Task statement -> Copy out the line containing "antler in the photo above." and each line after it, through the last one in the material, exactly as written.

Given records ->
● ● ●
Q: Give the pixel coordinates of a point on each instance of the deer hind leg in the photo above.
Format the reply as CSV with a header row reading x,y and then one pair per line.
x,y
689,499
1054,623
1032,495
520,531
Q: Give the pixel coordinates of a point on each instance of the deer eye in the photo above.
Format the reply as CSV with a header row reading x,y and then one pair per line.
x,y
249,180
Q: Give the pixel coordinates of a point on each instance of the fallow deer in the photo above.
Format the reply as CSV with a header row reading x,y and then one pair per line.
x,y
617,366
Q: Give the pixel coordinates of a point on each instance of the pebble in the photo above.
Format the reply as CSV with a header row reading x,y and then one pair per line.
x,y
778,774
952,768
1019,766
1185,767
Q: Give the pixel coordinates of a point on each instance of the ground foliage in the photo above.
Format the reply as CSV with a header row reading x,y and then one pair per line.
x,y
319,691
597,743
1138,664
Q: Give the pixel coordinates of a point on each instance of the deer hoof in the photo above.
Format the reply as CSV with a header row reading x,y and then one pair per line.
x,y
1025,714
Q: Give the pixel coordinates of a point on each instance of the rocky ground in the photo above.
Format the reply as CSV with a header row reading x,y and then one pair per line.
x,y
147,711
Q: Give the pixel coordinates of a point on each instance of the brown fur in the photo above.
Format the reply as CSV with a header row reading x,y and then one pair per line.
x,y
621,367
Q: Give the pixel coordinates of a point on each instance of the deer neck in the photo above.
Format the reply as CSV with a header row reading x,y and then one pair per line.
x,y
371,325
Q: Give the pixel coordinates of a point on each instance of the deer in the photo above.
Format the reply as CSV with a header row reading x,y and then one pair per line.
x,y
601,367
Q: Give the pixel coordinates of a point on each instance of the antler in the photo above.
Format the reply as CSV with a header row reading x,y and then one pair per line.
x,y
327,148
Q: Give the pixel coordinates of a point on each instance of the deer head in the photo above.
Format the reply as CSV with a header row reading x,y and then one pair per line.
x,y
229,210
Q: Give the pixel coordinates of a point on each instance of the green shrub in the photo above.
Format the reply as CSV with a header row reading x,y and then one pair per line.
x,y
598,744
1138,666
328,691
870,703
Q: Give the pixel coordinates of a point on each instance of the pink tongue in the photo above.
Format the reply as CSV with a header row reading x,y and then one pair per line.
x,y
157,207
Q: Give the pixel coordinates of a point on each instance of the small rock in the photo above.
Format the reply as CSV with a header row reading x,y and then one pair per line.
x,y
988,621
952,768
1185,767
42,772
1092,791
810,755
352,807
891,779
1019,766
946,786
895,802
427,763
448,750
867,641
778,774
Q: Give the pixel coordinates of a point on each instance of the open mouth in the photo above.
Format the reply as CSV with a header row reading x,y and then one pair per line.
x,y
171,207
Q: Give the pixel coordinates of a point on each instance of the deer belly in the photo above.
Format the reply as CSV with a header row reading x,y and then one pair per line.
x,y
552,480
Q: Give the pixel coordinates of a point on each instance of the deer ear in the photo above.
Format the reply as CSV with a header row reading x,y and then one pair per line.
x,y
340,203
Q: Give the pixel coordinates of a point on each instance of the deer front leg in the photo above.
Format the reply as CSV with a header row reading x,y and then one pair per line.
● ● ●
Solution to this task ->
Q: Give the pixel coordinates of a point on each instance of the antler in the photo above.
Format the reply as CSV with a header row reading x,y and then one pair per line.
x,y
327,148
Q: Give the pixel coordinates of a point on each instance of the deer head in the photo above.
Format the reply as CSV with a header row reading x,y and then one pair per line.
x,y
229,210
Q: Give the pixel coordinates of a point on each instance of the green shrub in the photo above.
Format the reply as CSV with a header row reading x,y and then one pair per line.
x,y
598,744
1138,666
328,691
870,703
Q: Give the pixel coordinates of a point on each instance of the pink tongue in the photo above.
Format the reply as CSV with a header row reading x,y and then one pair per line.
x,y
157,207
Q: Give the pixel coordinates of a point on each instance of the small rock in the photo above.
Format the reply as CSV with a header row reading x,y and then one pair per line.
x,y
988,621
952,768
1185,767
42,772
1092,791
810,755
352,807
891,779
1019,766
946,786
895,802
427,763
448,750
867,641
778,774
Q: Give the pixel coordinates of a point on each instance of the open mouth in the photo above.
Format the reply as CSV with a header row reading x,y and then one pair per line.
x,y
171,207
Q: Give the pixel coordinates of a point on each instance of the deer belly in the photo above.
Format the reply as CSV with a header row reading x,y and then one pair per line.
x,y
552,480
Q: Give the pixel coordinates of a point on each instance of the deer ear in the photo above.
Format the reply as CSV with a header row reading x,y and then one pair per line.
x,y
340,203
Q: Give the pixel coordinates of a point on each instance of the deer front leg in the photo above.
Format the reply as CSV with a header row reading x,y and then one pair per line.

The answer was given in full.